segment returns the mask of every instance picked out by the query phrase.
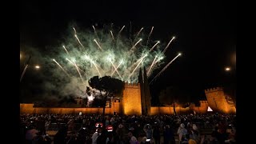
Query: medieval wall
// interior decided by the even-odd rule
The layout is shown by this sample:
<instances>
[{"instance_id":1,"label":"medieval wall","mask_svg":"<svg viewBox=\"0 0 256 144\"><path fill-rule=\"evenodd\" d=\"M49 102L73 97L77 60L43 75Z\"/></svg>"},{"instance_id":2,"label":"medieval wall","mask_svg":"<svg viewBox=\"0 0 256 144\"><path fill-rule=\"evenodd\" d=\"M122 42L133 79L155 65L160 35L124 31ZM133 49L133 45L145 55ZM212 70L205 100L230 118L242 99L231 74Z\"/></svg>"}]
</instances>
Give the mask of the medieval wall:
<instances>
[{"instance_id":1,"label":"medieval wall","mask_svg":"<svg viewBox=\"0 0 256 144\"><path fill-rule=\"evenodd\" d=\"M102 114L103 108L45 108L33 107L34 104L20 104L20 114ZM106 108L105 114L113 114L111 108Z\"/></svg>"},{"instance_id":2,"label":"medieval wall","mask_svg":"<svg viewBox=\"0 0 256 144\"><path fill-rule=\"evenodd\" d=\"M221 87L208 89L205 90L209 106L214 111L222 113L235 113L236 108L233 102L230 102L224 94L223 89Z\"/></svg>"},{"instance_id":3,"label":"medieval wall","mask_svg":"<svg viewBox=\"0 0 256 144\"><path fill-rule=\"evenodd\" d=\"M184 113L196 113L205 114L207 112L208 103L207 101L200 101L200 106L195 106L194 104L191 104L189 107L182 107L176 104L175 110L176 114ZM157 114L174 114L173 106L161 106L161 107L151 107L150 115Z\"/></svg>"},{"instance_id":4,"label":"medieval wall","mask_svg":"<svg viewBox=\"0 0 256 144\"><path fill-rule=\"evenodd\" d=\"M125 83L122 98L123 114L142 115L140 84Z\"/></svg>"}]
</instances>

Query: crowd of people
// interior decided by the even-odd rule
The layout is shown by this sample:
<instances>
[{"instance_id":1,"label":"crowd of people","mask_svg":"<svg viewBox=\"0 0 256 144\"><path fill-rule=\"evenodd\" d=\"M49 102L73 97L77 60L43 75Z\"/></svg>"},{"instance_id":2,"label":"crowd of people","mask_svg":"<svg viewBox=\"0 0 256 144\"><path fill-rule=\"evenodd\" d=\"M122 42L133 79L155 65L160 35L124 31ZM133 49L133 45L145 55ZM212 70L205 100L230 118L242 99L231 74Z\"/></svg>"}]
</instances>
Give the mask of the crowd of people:
<instances>
[{"instance_id":1,"label":"crowd of people","mask_svg":"<svg viewBox=\"0 0 256 144\"><path fill-rule=\"evenodd\" d=\"M235 143L236 115L20 114L24 143ZM48 135L52 126L56 134ZM209 134L206 130L210 130ZM177 142L178 141L178 142Z\"/></svg>"}]
</instances>

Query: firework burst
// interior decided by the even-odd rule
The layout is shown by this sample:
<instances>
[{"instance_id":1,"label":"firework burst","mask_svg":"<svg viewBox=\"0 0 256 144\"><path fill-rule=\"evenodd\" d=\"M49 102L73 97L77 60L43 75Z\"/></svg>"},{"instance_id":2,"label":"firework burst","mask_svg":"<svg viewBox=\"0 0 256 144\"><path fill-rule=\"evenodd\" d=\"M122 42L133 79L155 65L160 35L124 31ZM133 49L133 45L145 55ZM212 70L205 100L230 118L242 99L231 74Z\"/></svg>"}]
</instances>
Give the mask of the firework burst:
<instances>
[{"instance_id":1,"label":"firework burst","mask_svg":"<svg viewBox=\"0 0 256 144\"><path fill-rule=\"evenodd\" d=\"M170 38L166 45L150 39L154 26L151 30L142 27L130 38L126 34L129 27L125 26L117 30L112 26L110 30L101 30L94 26L92 28L83 32L72 27L72 35L66 38L56 57L52 58L58 64L56 67L61 68L63 74L70 76L66 78L77 78L81 84L86 86L87 81L97 75L110 75L126 82L138 82L139 68L144 66L150 77L163 63L164 54L174 40L174 38ZM145 34L149 30L149 34Z\"/></svg>"}]
</instances>

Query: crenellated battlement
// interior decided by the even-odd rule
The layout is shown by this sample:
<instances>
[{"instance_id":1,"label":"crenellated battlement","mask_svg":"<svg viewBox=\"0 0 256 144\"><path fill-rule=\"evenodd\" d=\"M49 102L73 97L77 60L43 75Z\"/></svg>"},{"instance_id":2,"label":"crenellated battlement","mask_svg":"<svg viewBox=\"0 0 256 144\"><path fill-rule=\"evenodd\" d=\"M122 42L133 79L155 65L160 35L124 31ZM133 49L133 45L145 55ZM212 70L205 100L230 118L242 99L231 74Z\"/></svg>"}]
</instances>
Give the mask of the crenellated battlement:
<instances>
[{"instance_id":1,"label":"crenellated battlement","mask_svg":"<svg viewBox=\"0 0 256 144\"><path fill-rule=\"evenodd\" d=\"M134 89L138 89L140 88L140 83L125 83L125 88L134 88Z\"/></svg>"},{"instance_id":2,"label":"crenellated battlement","mask_svg":"<svg viewBox=\"0 0 256 144\"><path fill-rule=\"evenodd\" d=\"M216 92L216 91L223 91L222 87L215 87L215 88L211 88L211 89L206 89L205 90L205 93L212 93L212 92Z\"/></svg>"},{"instance_id":3,"label":"crenellated battlement","mask_svg":"<svg viewBox=\"0 0 256 144\"><path fill-rule=\"evenodd\" d=\"M208 102L207 101L199 101L199 103L202 104L208 104Z\"/></svg>"}]
</instances>

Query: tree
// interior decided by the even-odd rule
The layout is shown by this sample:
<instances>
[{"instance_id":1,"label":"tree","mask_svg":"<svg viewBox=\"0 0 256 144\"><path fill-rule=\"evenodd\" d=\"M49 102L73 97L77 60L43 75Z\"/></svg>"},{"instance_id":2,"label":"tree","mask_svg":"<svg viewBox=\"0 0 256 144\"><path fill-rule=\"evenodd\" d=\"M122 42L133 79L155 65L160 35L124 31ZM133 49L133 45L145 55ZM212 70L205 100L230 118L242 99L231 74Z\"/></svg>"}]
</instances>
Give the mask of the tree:
<instances>
[{"instance_id":1,"label":"tree","mask_svg":"<svg viewBox=\"0 0 256 144\"><path fill-rule=\"evenodd\" d=\"M94 76L89 80L89 85L92 89L99 90L99 96L103 100L103 116L108 98L120 97L122 95L124 82L119 79L113 78L110 76L98 78ZM86 92L90 94L94 90L87 87Z\"/></svg>"}]
</instances>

-----

● Work required: Rewrite everything in the listing from the line containing "Query: tree" down to the end of the listing, replacing "layout" with "format" and keeping the rest unchanged.

● Task result:
Query: tree
// interior decided by the even-odd rule
The format is shown by this sample:
<instances>
[{"instance_id":1,"label":"tree","mask_svg":"<svg viewBox=\"0 0 256 144\"><path fill-rule=\"evenodd\" d=\"M49 102L73 97L77 60L43 75Z\"/></svg>"},{"instance_id":2,"label":"tree","mask_svg":"<svg viewBox=\"0 0 256 144\"><path fill-rule=\"evenodd\" d=\"M122 42L133 79L155 65L160 35L124 31ZM133 49L133 45L145 55ZM212 70L205 100L230 118L242 99L231 74Z\"/></svg>"}]
</instances>
Give the mask of the tree:
<instances>
[{"instance_id":1,"label":"tree","mask_svg":"<svg viewBox=\"0 0 256 144\"><path fill-rule=\"evenodd\" d=\"M94 76L89 80L89 85L92 89L99 90L99 96L103 100L103 116L108 98L120 97L122 95L124 82L119 79L113 78L110 76L98 78ZM86 92L90 94L94 90L87 87Z\"/></svg>"}]
</instances>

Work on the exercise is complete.